할 일 | 아래 기록 전체를 한 글자도 바꾸지 말고 그대로 다시 옮겨 적으세요. 그림은 답에 넣지 마세요.

'''

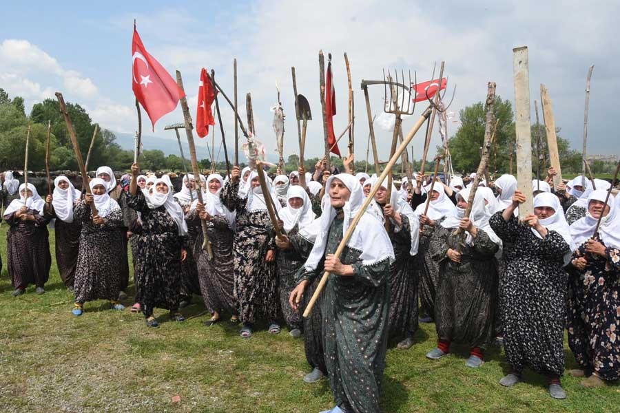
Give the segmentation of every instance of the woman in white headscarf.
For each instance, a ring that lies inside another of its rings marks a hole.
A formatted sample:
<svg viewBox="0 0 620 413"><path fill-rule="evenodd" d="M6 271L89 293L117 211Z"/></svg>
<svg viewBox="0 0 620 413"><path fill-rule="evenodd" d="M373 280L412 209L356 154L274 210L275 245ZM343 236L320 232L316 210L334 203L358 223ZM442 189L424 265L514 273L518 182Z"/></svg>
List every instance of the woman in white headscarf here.
<svg viewBox="0 0 620 413"><path fill-rule="evenodd" d="M466 344L470 350L465 366L483 363L483 350L493 338L497 301L497 273L495 257L502 245L488 224L491 216L484 195L476 191L469 218L464 218L472 187L457 194L457 215L437 227L430 251L440 262L435 300L437 348L426 354L440 359L450 344ZM463 235L455 231L460 228Z"/></svg>
<svg viewBox="0 0 620 413"><path fill-rule="evenodd" d="M115 310L125 308L118 301L123 268L118 259L123 246L117 234L123 226L123 211L108 195L105 181L96 178L89 185L92 193L87 194L74 212L74 220L81 224L72 310L76 316L83 314L84 303L96 299L108 300Z"/></svg>
<svg viewBox="0 0 620 413"><path fill-rule="evenodd" d="M142 232L138 236L136 294L148 327L157 327L155 307L167 308L176 321L185 319L178 312L181 262L187 255L187 226L180 206L172 198L170 184L158 179L149 194L138 189L137 164L132 165L127 204L141 213Z"/></svg>
<svg viewBox="0 0 620 413"><path fill-rule="evenodd" d="M81 193L73 187L69 178L61 175L54 180L54 192L48 195L50 213L56 218L56 264L65 286L73 290L75 269L80 246L82 224L74 219L73 209L79 203Z"/></svg>
<svg viewBox="0 0 620 413"><path fill-rule="evenodd" d="M442 220L456 216L456 206L446 195L444 186L435 182L431 191L431 185L424 187L426 193L431 193L428 210L424 214L426 202L417 205L413 211L420 220L420 246L416 255L416 268L419 279L419 294L422 309L425 313L421 321L430 323L435 317L435 295L439 282L439 263L433 259L429 251L431 237L435 229Z"/></svg>
<svg viewBox="0 0 620 413"><path fill-rule="evenodd" d="M317 305L323 317L324 361L338 406L333 411L379 412L394 251L380 221L364 211L340 257L335 257L364 195L353 175L332 176L326 185L318 235L289 302L299 308L302 297L310 298L308 286L329 273Z"/></svg>
<svg viewBox="0 0 620 413"><path fill-rule="evenodd" d="M48 224L52 217L44 213L45 202L32 184L19 185L19 199L13 200L3 218L9 224L6 233L7 268L17 297L34 284L37 294L50 278Z"/></svg>
<svg viewBox="0 0 620 413"><path fill-rule="evenodd" d="M377 181L373 185L376 187ZM400 341L397 347L407 349L413 344L418 328L417 272L415 259L420 241L420 221L406 199L393 184L391 191L387 182L381 184L369 211L383 224L388 220L387 234L395 260L390 266L390 311L388 337Z"/></svg>
<svg viewBox="0 0 620 413"><path fill-rule="evenodd" d="M504 323L504 348L510 372L499 381L512 386L530 367L546 376L555 399L566 393L564 320L566 317L565 257L572 241L557 197L543 193L534 198L534 213L519 222L514 212L526 196L519 191L511 204L489 220L502 241L506 269L499 279L499 307Z"/></svg>
<svg viewBox="0 0 620 413"><path fill-rule="evenodd" d="M203 193L205 204L198 200L192 204L187 215L188 226L196 226L196 237L193 253L198 268L201 295L205 307L211 312L211 319L205 323L212 326L220 321L222 313L232 315L231 321L238 322L237 304L234 295L234 257L233 256L233 228L235 213L224 206L220 194L224 186L222 176L211 173L207 178L207 191ZM200 220L207 221L207 235L211 244L213 257L203 248L204 237Z"/></svg>
<svg viewBox="0 0 620 413"><path fill-rule="evenodd" d="M261 173L265 173L260 171ZM247 196L239 196L241 171L238 167L232 171L231 180L224 187L222 202L229 211L235 211L235 233L233 253L235 266L235 297L239 308L239 319L243 324L240 334L242 337L252 335L252 329L259 318L269 323L271 334L278 334L278 291L276 279L276 243L273 226L267 209L258 173L252 171L247 178ZM266 179L276 211L280 202Z"/></svg>
<svg viewBox="0 0 620 413"><path fill-rule="evenodd" d="M581 384L592 388L620 379L620 211L596 184L586 216L570 226L577 248L568 266L568 344L583 369L570 372L590 375Z"/></svg>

'''

답변 |
Give the segmentation of every instance of the woman in white headscarf.
For each instance, a ring that lies inside another of its rings marks a hole.
A formatted sample:
<svg viewBox="0 0 620 413"><path fill-rule="evenodd" d="M6 271L89 293L117 211Z"/></svg>
<svg viewBox="0 0 620 413"><path fill-rule="evenodd" d="M373 280L412 209L356 154L274 210L275 245ZM343 236L320 232L316 210L334 203L358 223ZM442 189L424 265L514 273L518 182Z"/></svg>
List every instance of the woman in white headscarf here.
<svg viewBox="0 0 620 413"><path fill-rule="evenodd" d="M466 344L470 350L465 366L483 363L483 350L493 338L497 301L497 273L495 257L502 245L488 224L491 216L484 195L476 191L469 218L464 218L472 187L457 194L457 215L437 227L430 251L440 262L435 300L437 348L426 354L440 359L450 344ZM463 235L455 231L460 228Z"/></svg>
<svg viewBox="0 0 620 413"><path fill-rule="evenodd" d="M115 310L125 308L118 301L123 268L118 259L123 246L117 234L123 226L123 211L108 195L105 181L96 178L89 185L92 193L87 194L74 212L74 220L81 224L72 310L76 316L83 314L84 303L96 299L108 300Z"/></svg>
<svg viewBox="0 0 620 413"><path fill-rule="evenodd" d="M142 232L138 236L136 294L148 327L157 327L155 307L167 308L176 321L185 319L178 312L181 262L187 255L187 226L180 206L172 198L170 184L158 179L149 194L138 189L137 164L132 165L127 204L141 213Z"/></svg>
<svg viewBox="0 0 620 413"><path fill-rule="evenodd" d="M81 193L73 187L69 178L61 175L54 180L54 192L48 195L50 213L56 218L56 264L65 286L73 290L75 269L80 246L82 224L74 219L73 209L79 203Z"/></svg>
<svg viewBox="0 0 620 413"><path fill-rule="evenodd" d="M442 220L456 216L456 206L446 195L444 186L435 182L431 191L431 185L424 187L426 193L431 193L428 210L424 214L426 202L417 205L413 211L420 220L420 246L416 255L416 268L419 279L419 294L422 309L425 313L421 321L430 323L435 317L435 295L439 282L439 263L433 259L429 251L431 237L435 229Z"/></svg>
<svg viewBox="0 0 620 413"><path fill-rule="evenodd" d="M317 305L323 317L324 361L338 406L333 411L379 412L394 251L380 221L364 211L340 257L335 257L364 195L353 175L332 176L326 185L318 235L289 302L299 308L302 297L310 298L308 286L329 273Z"/></svg>
<svg viewBox="0 0 620 413"><path fill-rule="evenodd" d="M48 224L52 217L44 213L45 202L32 184L19 185L19 199L13 200L3 218L9 224L6 233L7 268L17 297L34 284L37 294L50 278Z"/></svg>
<svg viewBox="0 0 620 413"><path fill-rule="evenodd" d="M377 181L373 185L376 187ZM400 341L397 347L407 349L413 344L418 328L417 272L415 259L420 241L420 221L406 199L393 184L391 191L387 182L381 184L369 211L383 224L388 220L387 234L395 260L390 266L390 311L388 337Z"/></svg>
<svg viewBox="0 0 620 413"><path fill-rule="evenodd" d="M504 323L504 348L510 372L499 381L512 386L530 367L546 376L555 399L566 393L564 320L566 317L565 257L572 241L557 197L543 193L534 198L534 213L519 222L514 212L526 196L519 191L511 204L489 220L502 241L506 269L499 279L499 307Z"/></svg>
<svg viewBox="0 0 620 413"><path fill-rule="evenodd" d="M203 193L205 204L198 200L192 204L187 215L188 226L196 226L196 237L193 253L198 268L201 295L205 307L211 312L211 319L205 323L212 326L220 321L222 313L232 315L231 321L238 322L237 304L234 295L234 257L233 256L233 228L235 213L224 206L220 194L224 186L222 176L211 173L207 178L207 191ZM200 220L207 221L207 235L211 244L213 257L203 248L204 237Z"/></svg>
<svg viewBox="0 0 620 413"><path fill-rule="evenodd" d="M261 173L265 173L260 171ZM247 196L239 196L241 171L238 167L232 171L231 180L224 187L222 202L229 211L235 211L235 233L233 253L235 266L235 297L239 308L239 319L243 324L240 334L242 337L252 335L252 329L259 318L269 323L271 334L278 334L278 291L276 279L276 243L273 226L267 209L258 173L252 171L247 178ZM266 179L276 211L280 202Z"/></svg>
<svg viewBox="0 0 620 413"><path fill-rule="evenodd" d="M581 384L592 388L620 379L620 211L596 184L586 216L570 226L577 248L568 266L568 344L583 369L570 372L590 375Z"/></svg>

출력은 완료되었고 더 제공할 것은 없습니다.